## begin Data provided

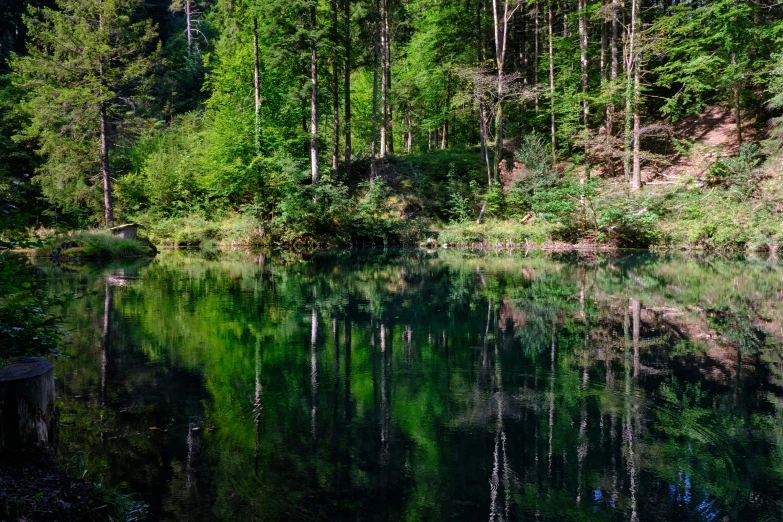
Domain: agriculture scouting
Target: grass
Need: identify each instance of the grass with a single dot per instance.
(94, 244)
(496, 232)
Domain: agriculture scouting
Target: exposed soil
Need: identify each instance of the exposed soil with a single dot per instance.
(712, 135)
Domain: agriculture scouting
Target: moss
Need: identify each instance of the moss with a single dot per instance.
(97, 244)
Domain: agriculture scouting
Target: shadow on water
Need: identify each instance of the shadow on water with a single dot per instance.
(404, 384)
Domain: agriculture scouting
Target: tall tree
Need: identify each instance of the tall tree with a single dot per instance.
(85, 77)
(256, 84)
(313, 95)
(501, 15)
(552, 81)
(347, 88)
(335, 89)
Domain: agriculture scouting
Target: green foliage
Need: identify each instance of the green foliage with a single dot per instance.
(85, 58)
(27, 325)
(629, 227)
(738, 174)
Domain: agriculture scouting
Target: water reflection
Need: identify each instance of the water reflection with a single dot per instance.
(448, 386)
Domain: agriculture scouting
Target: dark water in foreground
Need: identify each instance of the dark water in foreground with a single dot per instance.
(401, 385)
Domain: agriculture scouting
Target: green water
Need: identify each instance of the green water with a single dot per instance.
(404, 385)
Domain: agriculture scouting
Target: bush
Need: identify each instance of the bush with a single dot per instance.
(97, 244)
(739, 173)
(26, 325)
(543, 190)
(629, 228)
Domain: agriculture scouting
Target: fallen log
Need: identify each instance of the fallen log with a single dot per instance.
(29, 419)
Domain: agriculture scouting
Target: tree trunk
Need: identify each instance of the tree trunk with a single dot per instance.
(613, 70)
(335, 95)
(313, 371)
(483, 133)
(535, 56)
(603, 67)
(409, 141)
(736, 102)
(105, 339)
(632, 100)
(382, 30)
(347, 86)
(389, 116)
(257, 84)
(188, 28)
(585, 107)
(629, 94)
(637, 171)
(552, 84)
(501, 30)
(374, 114)
(29, 419)
(636, 309)
(107, 203)
(313, 104)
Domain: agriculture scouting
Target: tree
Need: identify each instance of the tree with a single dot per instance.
(501, 17)
(85, 76)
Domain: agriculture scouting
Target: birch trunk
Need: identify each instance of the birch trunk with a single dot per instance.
(313, 104)
(374, 115)
(389, 116)
(335, 95)
(347, 87)
(409, 140)
(257, 85)
(552, 84)
(382, 30)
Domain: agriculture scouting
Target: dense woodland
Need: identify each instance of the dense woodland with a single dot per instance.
(353, 122)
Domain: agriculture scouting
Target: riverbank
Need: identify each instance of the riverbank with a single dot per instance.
(43, 492)
(93, 244)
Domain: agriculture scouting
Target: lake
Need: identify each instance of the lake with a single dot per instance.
(390, 385)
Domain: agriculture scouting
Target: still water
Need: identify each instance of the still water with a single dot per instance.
(397, 385)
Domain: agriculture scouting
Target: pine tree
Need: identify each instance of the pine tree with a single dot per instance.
(85, 77)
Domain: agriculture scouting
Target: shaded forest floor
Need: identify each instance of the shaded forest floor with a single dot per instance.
(41, 491)
(439, 195)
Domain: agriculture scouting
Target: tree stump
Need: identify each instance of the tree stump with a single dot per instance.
(29, 419)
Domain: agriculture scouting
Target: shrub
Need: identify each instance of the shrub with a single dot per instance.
(739, 173)
(95, 244)
(26, 324)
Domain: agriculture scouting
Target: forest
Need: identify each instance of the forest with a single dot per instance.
(305, 123)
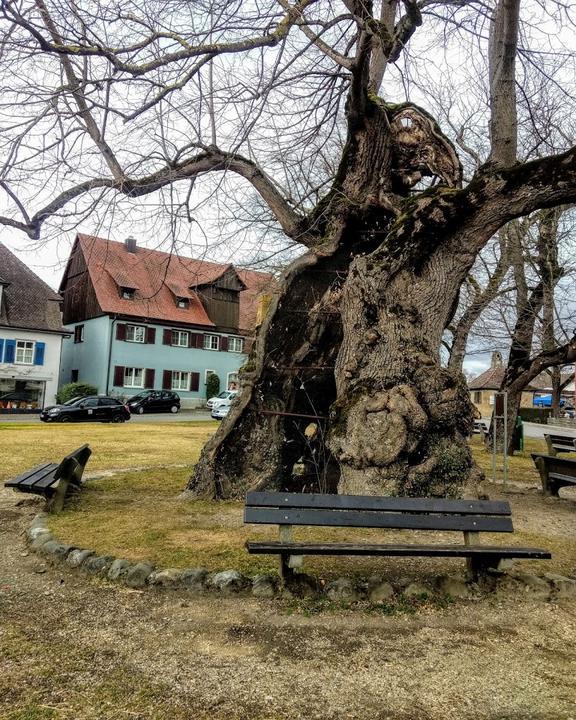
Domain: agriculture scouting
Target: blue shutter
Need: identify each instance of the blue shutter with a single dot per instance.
(39, 353)
(10, 351)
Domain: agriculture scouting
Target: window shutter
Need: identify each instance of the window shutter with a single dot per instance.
(10, 351)
(39, 349)
(119, 376)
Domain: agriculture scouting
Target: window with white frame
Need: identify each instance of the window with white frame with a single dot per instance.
(135, 333)
(180, 338)
(24, 352)
(180, 380)
(133, 377)
(211, 342)
(235, 344)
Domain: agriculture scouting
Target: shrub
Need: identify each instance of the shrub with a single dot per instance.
(212, 385)
(67, 392)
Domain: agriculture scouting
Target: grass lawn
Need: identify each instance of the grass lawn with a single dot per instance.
(140, 515)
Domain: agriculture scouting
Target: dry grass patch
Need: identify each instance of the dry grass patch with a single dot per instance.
(113, 446)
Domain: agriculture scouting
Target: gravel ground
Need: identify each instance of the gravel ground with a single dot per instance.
(71, 647)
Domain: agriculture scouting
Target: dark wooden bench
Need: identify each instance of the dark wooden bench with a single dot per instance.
(54, 481)
(559, 443)
(555, 472)
(468, 516)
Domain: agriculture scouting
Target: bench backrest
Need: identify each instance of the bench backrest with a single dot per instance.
(555, 464)
(77, 457)
(272, 508)
(561, 442)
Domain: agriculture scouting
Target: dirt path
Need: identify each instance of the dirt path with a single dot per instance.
(71, 647)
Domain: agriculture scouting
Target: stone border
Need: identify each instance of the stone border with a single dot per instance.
(231, 582)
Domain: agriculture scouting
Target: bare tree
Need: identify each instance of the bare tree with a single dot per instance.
(345, 375)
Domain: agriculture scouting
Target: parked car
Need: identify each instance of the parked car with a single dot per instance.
(154, 401)
(220, 411)
(95, 408)
(224, 395)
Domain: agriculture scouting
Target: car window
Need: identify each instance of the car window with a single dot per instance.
(89, 402)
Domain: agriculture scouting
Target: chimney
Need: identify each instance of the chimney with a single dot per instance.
(130, 244)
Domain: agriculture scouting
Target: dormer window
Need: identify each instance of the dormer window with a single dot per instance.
(127, 293)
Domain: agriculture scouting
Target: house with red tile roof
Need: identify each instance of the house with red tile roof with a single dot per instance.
(484, 387)
(145, 319)
(31, 335)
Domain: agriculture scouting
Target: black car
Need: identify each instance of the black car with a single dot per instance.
(154, 401)
(95, 408)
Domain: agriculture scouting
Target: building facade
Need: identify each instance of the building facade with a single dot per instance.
(31, 334)
(143, 319)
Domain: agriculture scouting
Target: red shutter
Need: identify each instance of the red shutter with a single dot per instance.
(119, 376)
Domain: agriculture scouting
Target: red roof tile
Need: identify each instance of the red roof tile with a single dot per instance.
(158, 277)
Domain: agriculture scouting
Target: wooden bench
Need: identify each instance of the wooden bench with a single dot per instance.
(468, 516)
(555, 472)
(52, 480)
(559, 443)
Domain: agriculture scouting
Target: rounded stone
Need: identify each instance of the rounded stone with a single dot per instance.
(118, 569)
(194, 579)
(264, 586)
(416, 590)
(55, 550)
(98, 564)
(342, 590)
(167, 578)
(76, 557)
(137, 575)
(381, 592)
(228, 582)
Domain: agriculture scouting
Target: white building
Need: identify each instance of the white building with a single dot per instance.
(31, 335)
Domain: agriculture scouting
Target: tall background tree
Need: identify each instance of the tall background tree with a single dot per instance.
(308, 104)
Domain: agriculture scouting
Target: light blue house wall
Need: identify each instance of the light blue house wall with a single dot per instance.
(97, 356)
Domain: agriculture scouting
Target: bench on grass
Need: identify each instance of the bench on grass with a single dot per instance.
(52, 480)
(555, 472)
(559, 443)
(468, 516)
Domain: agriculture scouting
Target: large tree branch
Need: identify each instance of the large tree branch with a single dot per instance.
(210, 160)
(502, 73)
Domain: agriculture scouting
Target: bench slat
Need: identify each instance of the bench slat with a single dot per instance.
(368, 503)
(353, 518)
(473, 551)
(31, 477)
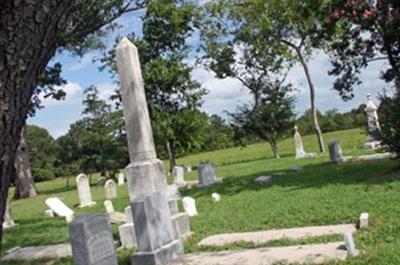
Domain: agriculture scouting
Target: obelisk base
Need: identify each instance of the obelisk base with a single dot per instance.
(161, 256)
(144, 177)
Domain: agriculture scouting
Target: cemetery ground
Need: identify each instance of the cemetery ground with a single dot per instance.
(322, 194)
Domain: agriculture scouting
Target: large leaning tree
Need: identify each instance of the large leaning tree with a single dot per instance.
(31, 32)
(231, 51)
(359, 33)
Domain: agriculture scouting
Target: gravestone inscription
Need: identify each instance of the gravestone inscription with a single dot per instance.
(92, 241)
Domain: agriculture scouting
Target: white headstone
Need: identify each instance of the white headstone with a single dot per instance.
(128, 214)
(350, 246)
(179, 176)
(109, 207)
(189, 205)
(127, 235)
(60, 209)
(48, 213)
(372, 114)
(147, 183)
(110, 189)
(121, 179)
(188, 169)
(364, 220)
(85, 196)
(298, 144)
(216, 197)
(8, 220)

## end Data provided

**Exercise instructions:** Pull out each line above that contains the string "bush", and copy those lines unchanged in their original order.

**Written response:**
Target: bush
Need: identify each instance of the bush with a single dot per instance.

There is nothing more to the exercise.